Bio-based plastics appear already in a broad array of consumption goods. Production of bio-based plastics currently comprises ca. 1% of total plastics production and this share is expected to rise [1
]. The Nova Institute has estimated this growth of overall production of bio-based plastics will increase by ca. 50% in 2021 (Figure 1
]. Hence the share of bio-based plastics would then increase towards ca. 1.5%, the exact figure depending on the growth of fossil-based plastics. The development and growth of bio-based plastics fit into the search for alternatives to crude oil as a feedstock of organic compounds. Crude oil is a finite feedstock, and today most of the products made from it end up as carbon dioxide in the atmosphere, contributing to global warming. While the production of bio-based compounds is not at all sustainable by definition, the primary raw material source has the potential to be renewable if sufficient care is taken in the development of harvesting and production processes.

### EXERCISE DETAILS
According to the passage on bio-based plastics, what share of total plastics production do bio-based plastics currently make up?

### EXCERPTED DATA
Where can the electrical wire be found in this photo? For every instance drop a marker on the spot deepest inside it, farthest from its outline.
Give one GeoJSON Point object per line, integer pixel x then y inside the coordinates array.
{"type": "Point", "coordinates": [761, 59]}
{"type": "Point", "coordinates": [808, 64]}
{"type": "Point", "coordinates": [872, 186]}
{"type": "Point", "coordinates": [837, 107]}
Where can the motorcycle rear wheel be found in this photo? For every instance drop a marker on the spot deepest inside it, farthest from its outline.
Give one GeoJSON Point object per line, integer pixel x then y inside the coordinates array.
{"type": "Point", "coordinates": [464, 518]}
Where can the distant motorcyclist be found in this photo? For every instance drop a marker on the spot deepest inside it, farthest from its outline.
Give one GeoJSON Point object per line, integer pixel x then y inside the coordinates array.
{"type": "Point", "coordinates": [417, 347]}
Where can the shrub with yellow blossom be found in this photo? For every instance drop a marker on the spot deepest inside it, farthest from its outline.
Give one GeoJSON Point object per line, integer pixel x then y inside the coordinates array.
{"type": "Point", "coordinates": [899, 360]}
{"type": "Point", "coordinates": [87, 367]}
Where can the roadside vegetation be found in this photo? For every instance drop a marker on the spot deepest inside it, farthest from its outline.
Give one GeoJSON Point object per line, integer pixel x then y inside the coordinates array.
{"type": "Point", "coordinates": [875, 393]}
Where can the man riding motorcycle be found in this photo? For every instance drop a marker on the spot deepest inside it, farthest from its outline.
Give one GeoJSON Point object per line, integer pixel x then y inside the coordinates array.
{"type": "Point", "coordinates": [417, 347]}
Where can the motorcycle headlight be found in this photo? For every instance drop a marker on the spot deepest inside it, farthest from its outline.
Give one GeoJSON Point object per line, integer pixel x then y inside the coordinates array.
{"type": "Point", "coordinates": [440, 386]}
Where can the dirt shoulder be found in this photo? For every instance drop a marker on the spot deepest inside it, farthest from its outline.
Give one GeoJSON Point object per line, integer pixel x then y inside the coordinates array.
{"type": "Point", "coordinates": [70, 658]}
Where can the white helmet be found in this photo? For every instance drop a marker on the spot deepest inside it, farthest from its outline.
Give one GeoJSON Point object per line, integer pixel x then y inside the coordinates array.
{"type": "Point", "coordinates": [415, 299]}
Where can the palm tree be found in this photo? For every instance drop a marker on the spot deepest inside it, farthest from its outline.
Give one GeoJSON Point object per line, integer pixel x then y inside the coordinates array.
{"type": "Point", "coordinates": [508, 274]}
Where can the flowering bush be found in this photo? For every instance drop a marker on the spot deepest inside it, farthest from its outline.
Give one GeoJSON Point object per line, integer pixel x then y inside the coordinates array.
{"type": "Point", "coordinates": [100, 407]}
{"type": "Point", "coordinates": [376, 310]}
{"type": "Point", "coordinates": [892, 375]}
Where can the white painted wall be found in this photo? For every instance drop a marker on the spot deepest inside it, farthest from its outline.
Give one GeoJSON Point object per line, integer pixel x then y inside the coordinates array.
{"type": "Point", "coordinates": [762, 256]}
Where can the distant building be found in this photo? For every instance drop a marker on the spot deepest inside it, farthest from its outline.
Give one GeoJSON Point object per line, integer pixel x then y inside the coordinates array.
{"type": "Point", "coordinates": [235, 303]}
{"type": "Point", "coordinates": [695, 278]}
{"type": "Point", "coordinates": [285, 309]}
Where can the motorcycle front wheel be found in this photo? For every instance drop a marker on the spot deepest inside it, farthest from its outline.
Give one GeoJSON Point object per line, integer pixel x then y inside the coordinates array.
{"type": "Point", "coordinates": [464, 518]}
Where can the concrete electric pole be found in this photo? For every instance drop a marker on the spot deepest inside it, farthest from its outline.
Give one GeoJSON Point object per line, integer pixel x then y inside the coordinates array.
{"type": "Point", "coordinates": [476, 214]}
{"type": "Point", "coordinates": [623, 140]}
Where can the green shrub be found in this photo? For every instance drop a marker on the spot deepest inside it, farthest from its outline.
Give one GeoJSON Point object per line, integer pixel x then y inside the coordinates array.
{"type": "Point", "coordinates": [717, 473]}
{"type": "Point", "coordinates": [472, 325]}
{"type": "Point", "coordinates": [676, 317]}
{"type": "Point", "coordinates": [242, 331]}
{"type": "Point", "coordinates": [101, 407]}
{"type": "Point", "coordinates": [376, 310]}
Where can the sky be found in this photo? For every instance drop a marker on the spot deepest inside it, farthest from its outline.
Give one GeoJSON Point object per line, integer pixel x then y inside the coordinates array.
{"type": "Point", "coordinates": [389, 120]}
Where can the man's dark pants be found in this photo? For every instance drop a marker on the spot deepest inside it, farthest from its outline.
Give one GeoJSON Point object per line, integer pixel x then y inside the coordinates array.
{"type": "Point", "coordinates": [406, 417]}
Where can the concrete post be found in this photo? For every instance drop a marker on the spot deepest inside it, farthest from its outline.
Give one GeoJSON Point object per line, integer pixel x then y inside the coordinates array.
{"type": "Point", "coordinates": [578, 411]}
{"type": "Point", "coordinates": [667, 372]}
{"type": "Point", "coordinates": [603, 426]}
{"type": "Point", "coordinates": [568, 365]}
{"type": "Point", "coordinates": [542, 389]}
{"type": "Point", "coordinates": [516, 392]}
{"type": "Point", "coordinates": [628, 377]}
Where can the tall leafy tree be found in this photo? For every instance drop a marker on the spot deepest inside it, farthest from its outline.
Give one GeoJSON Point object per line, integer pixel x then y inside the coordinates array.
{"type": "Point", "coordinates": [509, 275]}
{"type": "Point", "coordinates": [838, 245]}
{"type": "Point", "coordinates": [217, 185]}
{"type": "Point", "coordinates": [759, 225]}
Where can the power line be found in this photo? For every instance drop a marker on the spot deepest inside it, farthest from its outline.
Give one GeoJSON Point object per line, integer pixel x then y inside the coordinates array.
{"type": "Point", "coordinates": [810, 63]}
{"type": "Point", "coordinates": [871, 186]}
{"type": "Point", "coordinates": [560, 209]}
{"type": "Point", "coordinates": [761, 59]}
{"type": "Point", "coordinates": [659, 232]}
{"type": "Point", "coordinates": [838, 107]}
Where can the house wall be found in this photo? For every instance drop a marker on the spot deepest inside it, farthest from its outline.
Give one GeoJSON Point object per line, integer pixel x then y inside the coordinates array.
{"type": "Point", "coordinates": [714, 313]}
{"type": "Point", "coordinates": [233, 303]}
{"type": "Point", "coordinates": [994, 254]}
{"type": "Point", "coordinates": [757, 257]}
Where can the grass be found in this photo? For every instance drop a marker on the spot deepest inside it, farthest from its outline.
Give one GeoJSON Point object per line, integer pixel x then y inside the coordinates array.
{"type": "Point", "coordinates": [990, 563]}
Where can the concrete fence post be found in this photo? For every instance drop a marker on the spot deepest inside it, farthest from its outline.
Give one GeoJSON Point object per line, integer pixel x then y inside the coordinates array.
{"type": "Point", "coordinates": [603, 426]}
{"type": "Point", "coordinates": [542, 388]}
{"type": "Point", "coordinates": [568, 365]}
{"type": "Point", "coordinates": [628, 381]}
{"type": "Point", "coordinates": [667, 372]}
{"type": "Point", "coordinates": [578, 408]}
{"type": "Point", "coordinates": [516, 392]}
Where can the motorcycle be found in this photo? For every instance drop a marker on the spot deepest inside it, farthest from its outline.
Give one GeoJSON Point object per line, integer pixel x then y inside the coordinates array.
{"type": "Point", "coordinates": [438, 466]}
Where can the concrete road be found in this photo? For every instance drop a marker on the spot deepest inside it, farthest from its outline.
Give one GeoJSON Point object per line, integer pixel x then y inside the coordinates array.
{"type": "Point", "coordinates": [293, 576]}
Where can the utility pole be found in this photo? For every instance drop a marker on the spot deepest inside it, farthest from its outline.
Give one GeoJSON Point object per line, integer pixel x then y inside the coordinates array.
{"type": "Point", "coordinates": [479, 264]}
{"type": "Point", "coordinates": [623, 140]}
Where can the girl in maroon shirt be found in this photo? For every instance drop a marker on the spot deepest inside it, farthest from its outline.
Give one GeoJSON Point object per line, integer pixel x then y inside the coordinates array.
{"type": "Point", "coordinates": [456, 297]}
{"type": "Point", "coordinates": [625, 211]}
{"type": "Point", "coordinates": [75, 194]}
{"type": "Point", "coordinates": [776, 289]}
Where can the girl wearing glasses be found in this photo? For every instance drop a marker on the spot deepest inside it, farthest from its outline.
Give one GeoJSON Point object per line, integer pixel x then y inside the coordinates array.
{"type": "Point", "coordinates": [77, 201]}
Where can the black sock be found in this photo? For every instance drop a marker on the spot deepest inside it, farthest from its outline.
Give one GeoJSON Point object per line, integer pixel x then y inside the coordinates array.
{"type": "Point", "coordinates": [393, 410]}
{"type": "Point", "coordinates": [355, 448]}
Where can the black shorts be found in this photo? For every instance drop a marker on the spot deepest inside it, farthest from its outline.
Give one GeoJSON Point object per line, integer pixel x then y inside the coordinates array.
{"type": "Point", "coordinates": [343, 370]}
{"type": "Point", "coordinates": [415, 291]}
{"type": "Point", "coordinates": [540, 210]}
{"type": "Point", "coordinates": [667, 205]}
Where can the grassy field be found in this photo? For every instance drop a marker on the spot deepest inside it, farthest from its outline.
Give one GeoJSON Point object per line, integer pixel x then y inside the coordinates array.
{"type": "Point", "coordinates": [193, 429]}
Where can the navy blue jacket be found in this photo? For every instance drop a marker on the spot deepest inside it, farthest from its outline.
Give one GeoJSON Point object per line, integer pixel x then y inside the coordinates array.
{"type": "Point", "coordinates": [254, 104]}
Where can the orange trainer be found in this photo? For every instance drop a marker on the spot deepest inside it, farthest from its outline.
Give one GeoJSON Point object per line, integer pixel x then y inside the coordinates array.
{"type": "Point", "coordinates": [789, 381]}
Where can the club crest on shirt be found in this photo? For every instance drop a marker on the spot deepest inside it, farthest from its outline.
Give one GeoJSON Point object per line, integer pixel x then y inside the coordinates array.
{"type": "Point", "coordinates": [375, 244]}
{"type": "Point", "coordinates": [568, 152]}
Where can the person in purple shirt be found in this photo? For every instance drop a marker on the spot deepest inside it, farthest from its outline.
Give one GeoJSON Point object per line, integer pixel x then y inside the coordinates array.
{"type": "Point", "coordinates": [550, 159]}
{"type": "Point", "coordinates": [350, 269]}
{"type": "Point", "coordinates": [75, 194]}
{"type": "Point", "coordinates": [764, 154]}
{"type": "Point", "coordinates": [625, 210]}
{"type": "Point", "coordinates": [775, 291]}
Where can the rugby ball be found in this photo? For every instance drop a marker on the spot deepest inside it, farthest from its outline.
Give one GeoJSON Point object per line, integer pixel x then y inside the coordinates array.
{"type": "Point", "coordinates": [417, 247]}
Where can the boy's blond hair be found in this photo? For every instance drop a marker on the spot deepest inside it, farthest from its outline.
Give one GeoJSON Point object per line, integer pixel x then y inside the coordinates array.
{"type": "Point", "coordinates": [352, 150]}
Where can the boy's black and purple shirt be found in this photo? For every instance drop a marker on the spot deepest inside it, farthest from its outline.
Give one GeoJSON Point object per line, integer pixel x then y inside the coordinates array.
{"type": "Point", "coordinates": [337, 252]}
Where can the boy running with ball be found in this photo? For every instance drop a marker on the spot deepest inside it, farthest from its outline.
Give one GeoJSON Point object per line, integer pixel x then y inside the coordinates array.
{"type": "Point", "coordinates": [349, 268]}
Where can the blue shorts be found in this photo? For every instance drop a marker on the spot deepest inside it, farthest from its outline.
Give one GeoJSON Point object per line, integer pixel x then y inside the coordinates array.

### FULL ANSWER
About 1%.